Passage to read

===============

Accenture developed and delivered a personalization engine with the Databricks platform to build, train, test, validate and deploy models at scale, across tens of millions of customers, billions of offers, and tens of thousands of products. An automated ML model deployment process and modernized AI pipeline were also deployed. The result was substantially reduced DevOps time and effort in deploying models, and the business was able to achieve an estimated 20% higher margin for pilot retail locations.
What are the technical building blocks for industrial ML?
Leveraging established building blocks by partnering with established experts—such as in the two cases outlined above—accelerates both the build and deployment of these types of programs, which can be iterated, incrementally scaled and applied to deliver increasingly complex business outcomes.
To help its clients build and operate these ML applications, Accenture has partnered with Databricks. Accenture is leveraging Databricks’ platform to establish the key technical foundation needed to address three core areas of industrial ML: collaboration, data dependency and deployment (Figure 2).
Databricks’ Unified Analytics Data Platform enables key technical components for each of the three fundamental areas, and Accenture has developed a set of additional technical components that co-exist and integrate with the Databricks platform. This also includes a package of reusable components, which accelerate collaboration, improve understanding of data and streamline operational deployments.
Ultimately, the objective of this partnership was to streamline the methodologies that have been proven successful for large-scale deployment.

===============

What to do
Copy the passage on Accenture and Databricks again, starting at the words "Accenture developed and" and ending after "for industrial ML?", and swap "personalization engine" for "recommendation engine".

===============

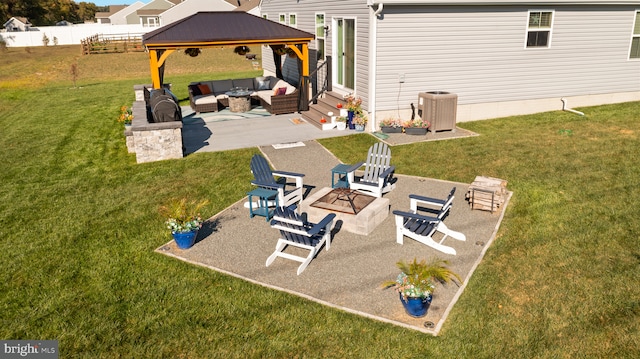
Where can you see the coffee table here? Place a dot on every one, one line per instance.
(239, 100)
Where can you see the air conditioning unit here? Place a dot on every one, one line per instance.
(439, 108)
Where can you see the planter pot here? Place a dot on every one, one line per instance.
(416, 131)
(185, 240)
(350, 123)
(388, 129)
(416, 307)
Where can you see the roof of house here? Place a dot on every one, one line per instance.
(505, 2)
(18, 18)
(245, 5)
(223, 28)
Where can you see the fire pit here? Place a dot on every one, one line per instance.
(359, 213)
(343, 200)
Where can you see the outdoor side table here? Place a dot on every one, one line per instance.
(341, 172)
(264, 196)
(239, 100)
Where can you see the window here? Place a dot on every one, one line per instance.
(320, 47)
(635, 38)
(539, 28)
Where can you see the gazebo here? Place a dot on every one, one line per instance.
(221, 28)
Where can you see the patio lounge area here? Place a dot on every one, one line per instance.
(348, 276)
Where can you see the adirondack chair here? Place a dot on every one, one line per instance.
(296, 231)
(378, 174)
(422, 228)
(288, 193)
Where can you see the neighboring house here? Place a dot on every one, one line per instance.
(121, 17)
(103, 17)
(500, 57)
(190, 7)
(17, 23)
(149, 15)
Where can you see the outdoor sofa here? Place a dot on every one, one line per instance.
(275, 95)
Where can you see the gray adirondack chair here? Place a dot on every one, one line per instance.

===============

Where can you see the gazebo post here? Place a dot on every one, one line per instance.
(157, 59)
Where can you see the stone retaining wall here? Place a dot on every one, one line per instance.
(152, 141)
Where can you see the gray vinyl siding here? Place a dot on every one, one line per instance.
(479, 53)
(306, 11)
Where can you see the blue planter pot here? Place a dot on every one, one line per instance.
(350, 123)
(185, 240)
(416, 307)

===============

Reply to the task
Accenture developed and delivered a recommendation engine with the Databricks platform to build, train, test, validate and deploy models at scale, across tens of millions of customers, billions of offers, and tens of thousands of products. An automated ML model deployment process and modernized AI pipeline were also deployed. The result was substantially reduced DevOps time and effort in deploying models, and the business was able to achieve an estimated 20% higher margin for pilot retail locations.
What are the technical building blocks for industrial ML?